--- WRITTEN EXERCISE ---
Please reproduce the items below word for word, from the line with "Where can you see the wet" to the line with "point(201, 360)", including both of those lines.

(Point-based annotation data)
※ ※ ※

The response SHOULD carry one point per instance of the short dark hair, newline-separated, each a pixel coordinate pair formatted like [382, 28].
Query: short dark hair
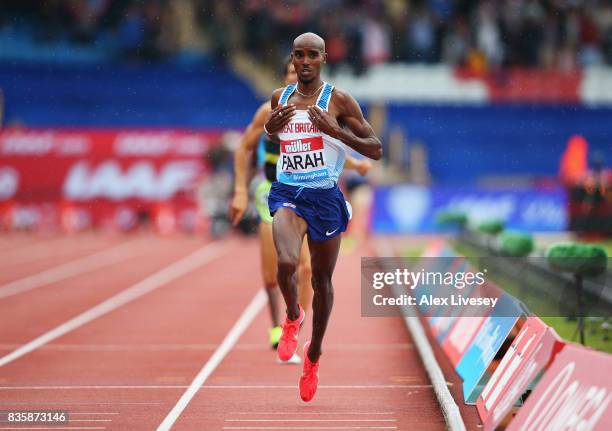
[286, 64]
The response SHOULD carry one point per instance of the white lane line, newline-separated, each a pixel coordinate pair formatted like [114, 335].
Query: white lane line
[98, 260]
[207, 346]
[81, 387]
[76, 403]
[139, 387]
[310, 420]
[171, 272]
[243, 322]
[311, 413]
[90, 420]
[310, 428]
[55, 428]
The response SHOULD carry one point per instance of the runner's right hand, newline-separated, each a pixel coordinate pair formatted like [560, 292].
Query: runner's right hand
[279, 118]
[238, 206]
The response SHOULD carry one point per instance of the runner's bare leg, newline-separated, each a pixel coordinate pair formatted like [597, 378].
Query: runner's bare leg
[324, 255]
[288, 230]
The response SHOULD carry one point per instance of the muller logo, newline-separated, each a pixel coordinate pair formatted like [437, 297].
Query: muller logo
[302, 145]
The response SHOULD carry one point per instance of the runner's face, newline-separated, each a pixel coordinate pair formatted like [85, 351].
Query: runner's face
[291, 76]
[307, 61]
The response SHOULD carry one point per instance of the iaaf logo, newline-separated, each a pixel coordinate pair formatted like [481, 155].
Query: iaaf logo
[568, 405]
[158, 144]
[141, 180]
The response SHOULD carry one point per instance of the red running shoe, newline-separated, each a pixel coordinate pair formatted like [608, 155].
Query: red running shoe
[310, 379]
[287, 345]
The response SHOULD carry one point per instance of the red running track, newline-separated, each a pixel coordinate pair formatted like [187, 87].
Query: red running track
[167, 307]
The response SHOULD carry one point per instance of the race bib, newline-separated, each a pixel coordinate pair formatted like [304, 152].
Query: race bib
[303, 159]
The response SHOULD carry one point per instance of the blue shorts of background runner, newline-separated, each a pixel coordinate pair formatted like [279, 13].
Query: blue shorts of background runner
[326, 212]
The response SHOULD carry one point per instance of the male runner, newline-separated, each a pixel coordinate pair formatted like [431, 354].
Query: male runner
[313, 123]
[249, 141]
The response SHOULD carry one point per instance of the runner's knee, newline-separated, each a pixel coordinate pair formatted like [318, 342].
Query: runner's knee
[287, 265]
[321, 282]
[304, 270]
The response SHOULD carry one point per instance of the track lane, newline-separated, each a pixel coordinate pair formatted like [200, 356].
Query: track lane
[192, 310]
[368, 366]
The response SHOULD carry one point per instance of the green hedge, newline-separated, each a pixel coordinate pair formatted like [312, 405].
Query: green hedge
[451, 218]
[577, 258]
[516, 244]
[492, 227]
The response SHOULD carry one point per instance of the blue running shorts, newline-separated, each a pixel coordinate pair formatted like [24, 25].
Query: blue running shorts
[325, 211]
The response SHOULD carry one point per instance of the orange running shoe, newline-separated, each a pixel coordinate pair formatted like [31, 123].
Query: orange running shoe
[287, 345]
[310, 379]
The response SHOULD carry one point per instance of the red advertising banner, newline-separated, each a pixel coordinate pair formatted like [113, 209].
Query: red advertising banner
[97, 171]
[529, 354]
[574, 394]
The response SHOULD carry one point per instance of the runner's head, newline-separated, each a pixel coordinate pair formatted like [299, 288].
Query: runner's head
[307, 55]
[289, 74]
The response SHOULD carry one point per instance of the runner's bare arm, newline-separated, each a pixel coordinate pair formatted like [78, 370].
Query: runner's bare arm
[358, 134]
[361, 166]
[279, 116]
[248, 142]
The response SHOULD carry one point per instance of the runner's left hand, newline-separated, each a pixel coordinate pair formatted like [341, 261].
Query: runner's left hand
[324, 121]
[364, 167]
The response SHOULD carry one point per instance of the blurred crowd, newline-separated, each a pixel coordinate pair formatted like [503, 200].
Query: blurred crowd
[563, 34]
[130, 29]
[552, 34]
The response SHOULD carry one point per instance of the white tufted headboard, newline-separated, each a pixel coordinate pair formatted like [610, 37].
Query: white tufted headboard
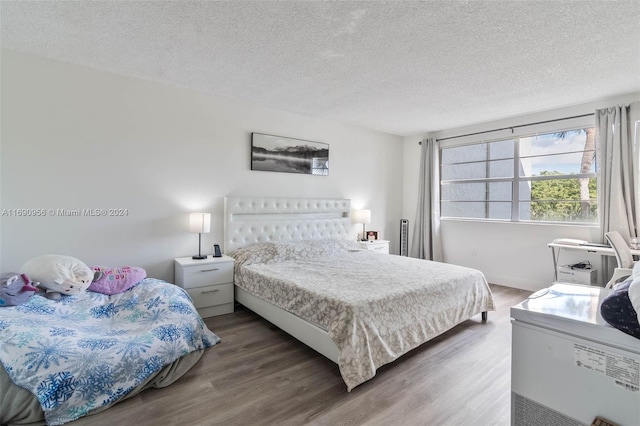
[248, 220]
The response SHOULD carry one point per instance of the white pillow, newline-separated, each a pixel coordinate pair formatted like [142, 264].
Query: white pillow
[62, 274]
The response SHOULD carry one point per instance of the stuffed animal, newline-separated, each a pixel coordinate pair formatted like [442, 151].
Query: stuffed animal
[15, 289]
[59, 274]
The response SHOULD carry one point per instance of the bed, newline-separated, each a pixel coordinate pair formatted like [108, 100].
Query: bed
[296, 268]
[67, 358]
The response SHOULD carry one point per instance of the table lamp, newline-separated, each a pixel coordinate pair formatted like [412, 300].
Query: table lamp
[363, 217]
[200, 223]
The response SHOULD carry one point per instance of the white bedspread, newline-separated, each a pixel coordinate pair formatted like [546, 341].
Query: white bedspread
[375, 307]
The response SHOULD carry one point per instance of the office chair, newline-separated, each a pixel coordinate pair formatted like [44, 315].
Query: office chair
[623, 257]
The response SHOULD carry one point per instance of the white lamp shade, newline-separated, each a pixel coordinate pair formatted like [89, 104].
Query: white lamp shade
[200, 222]
[361, 216]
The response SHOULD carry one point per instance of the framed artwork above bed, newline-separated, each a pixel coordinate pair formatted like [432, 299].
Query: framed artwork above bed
[281, 154]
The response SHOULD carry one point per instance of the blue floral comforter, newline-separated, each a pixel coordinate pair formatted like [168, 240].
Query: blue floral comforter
[86, 351]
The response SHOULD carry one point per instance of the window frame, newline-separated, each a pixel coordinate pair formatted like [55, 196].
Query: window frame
[552, 126]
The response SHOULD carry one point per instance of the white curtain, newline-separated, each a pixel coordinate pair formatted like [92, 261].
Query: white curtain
[426, 242]
[619, 162]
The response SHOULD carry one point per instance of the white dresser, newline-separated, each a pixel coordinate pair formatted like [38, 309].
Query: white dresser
[381, 246]
[209, 282]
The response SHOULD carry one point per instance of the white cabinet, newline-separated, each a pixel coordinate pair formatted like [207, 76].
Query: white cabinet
[209, 282]
[568, 366]
[380, 246]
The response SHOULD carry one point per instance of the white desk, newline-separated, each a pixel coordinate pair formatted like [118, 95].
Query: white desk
[602, 251]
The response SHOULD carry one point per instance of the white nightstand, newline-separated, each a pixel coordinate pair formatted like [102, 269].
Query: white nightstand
[209, 282]
[380, 246]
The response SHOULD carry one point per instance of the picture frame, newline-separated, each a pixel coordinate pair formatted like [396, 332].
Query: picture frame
[272, 153]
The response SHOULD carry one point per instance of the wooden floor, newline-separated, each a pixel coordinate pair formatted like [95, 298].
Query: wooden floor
[259, 375]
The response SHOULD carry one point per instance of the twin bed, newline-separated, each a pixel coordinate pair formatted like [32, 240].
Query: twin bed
[294, 266]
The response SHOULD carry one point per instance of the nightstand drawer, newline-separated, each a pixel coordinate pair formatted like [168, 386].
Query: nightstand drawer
[209, 274]
[204, 297]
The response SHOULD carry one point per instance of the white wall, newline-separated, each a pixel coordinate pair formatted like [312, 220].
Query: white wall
[75, 138]
[510, 254]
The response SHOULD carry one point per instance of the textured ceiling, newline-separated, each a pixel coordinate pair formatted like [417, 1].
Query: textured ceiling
[399, 67]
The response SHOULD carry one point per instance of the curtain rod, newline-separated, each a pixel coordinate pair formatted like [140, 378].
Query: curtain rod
[512, 127]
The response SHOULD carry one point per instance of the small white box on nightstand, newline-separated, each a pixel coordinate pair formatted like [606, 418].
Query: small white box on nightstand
[381, 246]
[577, 276]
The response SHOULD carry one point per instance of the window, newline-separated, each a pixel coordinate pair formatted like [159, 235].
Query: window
[549, 177]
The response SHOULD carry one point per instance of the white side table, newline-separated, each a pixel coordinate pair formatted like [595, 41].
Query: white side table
[380, 246]
[209, 282]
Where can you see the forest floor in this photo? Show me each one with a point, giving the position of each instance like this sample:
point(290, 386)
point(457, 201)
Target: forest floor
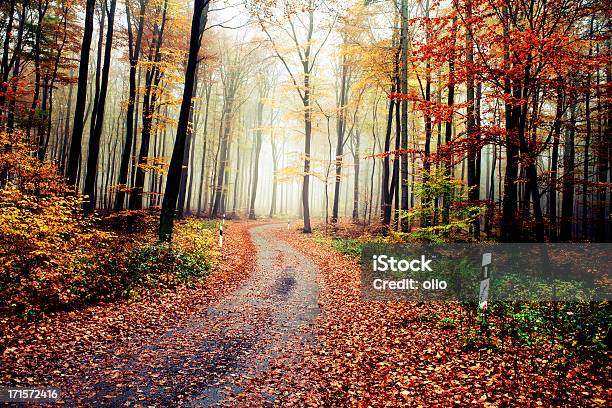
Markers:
point(281, 321)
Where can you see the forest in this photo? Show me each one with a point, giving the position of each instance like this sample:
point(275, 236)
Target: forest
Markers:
point(158, 157)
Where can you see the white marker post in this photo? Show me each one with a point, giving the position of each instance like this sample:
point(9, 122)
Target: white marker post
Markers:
point(221, 232)
point(483, 296)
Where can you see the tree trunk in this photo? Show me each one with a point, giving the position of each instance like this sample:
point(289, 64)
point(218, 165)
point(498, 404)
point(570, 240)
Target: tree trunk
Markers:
point(200, 14)
point(79, 112)
point(134, 54)
point(94, 139)
point(255, 179)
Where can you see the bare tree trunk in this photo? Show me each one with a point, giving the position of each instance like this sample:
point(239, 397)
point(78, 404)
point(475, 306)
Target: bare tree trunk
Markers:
point(79, 113)
point(198, 23)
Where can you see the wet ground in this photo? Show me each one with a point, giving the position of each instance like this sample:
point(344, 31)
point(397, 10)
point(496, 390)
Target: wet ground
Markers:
point(201, 360)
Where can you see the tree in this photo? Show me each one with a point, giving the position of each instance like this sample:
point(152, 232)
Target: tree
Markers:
point(287, 19)
point(94, 139)
point(198, 23)
point(74, 156)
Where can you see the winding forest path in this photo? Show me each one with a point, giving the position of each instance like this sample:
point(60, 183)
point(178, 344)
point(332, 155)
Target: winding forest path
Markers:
point(198, 361)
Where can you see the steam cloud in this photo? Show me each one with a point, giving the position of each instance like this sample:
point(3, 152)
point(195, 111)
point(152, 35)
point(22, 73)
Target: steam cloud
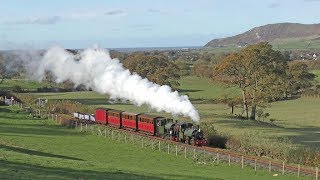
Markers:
point(94, 68)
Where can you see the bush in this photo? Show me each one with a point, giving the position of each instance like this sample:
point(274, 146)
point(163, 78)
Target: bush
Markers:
point(217, 141)
point(17, 89)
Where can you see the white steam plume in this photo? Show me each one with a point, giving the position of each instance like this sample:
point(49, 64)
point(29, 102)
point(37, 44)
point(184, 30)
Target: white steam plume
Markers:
point(95, 69)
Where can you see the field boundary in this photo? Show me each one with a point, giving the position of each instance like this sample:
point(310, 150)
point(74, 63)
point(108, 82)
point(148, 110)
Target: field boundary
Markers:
point(201, 155)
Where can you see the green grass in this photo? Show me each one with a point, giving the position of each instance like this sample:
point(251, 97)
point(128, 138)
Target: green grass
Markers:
point(296, 120)
point(317, 73)
point(296, 43)
point(205, 88)
point(9, 84)
point(40, 149)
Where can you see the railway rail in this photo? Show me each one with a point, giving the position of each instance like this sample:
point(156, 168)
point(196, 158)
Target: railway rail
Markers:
point(226, 155)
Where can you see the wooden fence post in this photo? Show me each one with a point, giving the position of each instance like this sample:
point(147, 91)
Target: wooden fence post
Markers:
point(176, 150)
point(142, 142)
point(218, 158)
point(255, 165)
point(194, 153)
point(269, 166)
point(242, 162)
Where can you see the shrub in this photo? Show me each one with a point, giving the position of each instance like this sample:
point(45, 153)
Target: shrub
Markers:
point(259, 113)
point(217, 141)
point(17, 89)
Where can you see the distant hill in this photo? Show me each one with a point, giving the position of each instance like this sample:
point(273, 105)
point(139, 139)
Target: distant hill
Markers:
point(270, 33)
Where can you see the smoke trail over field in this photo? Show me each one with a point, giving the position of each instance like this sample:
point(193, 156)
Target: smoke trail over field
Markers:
point(95, 69)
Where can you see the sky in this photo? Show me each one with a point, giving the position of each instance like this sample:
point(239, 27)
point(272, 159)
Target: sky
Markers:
point(140, 23)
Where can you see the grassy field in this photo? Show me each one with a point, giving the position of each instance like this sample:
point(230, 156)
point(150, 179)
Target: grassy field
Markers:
point(317, 79)
point(9, 84)
point(41, 149)
point(296, 120)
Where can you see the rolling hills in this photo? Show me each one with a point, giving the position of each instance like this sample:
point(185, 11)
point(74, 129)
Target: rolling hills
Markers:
point(279, 33)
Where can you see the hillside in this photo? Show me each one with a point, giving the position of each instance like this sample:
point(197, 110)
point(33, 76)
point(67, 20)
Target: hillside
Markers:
point(270, 32)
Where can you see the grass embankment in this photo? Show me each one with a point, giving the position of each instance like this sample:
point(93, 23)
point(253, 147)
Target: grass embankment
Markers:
point(296, 120)
point(41, 149)
point(12, 84)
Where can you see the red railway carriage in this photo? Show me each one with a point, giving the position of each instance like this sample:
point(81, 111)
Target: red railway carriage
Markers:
point(101, 115)
point(130, 120)
point(114, 118)
point(147, 123)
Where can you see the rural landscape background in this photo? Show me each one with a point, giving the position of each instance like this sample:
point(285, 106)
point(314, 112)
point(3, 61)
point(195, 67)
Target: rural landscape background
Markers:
point(257, 94)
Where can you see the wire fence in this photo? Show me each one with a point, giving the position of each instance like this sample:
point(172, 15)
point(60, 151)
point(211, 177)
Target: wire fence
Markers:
point(201, 155)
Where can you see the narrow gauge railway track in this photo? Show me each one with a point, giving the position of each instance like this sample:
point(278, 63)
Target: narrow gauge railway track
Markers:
point(229, 156)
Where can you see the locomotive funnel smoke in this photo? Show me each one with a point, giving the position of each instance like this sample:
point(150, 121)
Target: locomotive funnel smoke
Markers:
point(94, 68)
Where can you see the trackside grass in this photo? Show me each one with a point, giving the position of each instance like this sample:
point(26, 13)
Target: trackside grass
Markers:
point(41, 149)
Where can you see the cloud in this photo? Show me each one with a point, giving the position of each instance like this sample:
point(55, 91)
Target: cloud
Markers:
point(144, 27)
point(41, 21)
point(114, 12)
point(154, 10)
point(274, 5)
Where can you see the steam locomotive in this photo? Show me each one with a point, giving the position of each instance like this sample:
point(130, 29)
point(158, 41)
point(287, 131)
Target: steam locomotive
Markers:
point(148, 124)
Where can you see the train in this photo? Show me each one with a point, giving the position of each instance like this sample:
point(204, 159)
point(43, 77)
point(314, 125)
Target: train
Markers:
point(158, 126)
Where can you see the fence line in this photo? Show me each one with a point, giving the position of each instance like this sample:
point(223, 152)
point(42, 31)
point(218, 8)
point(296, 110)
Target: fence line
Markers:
point(198, 155)
point(310, 95)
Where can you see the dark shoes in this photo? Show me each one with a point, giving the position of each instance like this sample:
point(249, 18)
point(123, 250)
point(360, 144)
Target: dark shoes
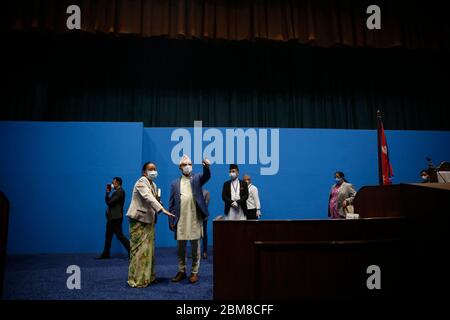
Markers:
point(193, 278)
point(103, 256)
point(180, 276)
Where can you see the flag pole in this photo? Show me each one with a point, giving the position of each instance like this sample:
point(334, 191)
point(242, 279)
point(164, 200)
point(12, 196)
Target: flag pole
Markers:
point(380, 171)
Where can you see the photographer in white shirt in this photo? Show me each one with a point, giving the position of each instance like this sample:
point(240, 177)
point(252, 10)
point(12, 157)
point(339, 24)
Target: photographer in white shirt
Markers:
point(253, 203)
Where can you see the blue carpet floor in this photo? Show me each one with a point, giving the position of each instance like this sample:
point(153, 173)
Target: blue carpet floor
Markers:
point(43, 276)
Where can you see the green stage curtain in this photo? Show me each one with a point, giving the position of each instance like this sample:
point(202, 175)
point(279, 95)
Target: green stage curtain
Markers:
point(323, 23)
point(163, 82)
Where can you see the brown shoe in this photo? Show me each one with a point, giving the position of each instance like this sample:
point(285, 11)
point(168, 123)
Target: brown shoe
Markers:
point(193, 278)
point(180, 276)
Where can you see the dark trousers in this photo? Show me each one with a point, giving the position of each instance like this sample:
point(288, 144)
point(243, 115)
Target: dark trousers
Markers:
point(114, 227)
point(251, 214)
point(205, 236)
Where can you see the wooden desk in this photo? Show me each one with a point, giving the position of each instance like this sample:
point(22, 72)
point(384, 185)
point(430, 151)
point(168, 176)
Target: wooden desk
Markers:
point(309, 259)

※ ※ ※

--- FINAL ANSWER ---
Where can you see the wet ground in this photo? Show me each one with a point, giving the position of each instance like this sample:
point(344, 31)
point(397, 10)
point(496, 390)
Target: wet ground
Markers:
point(201, 360)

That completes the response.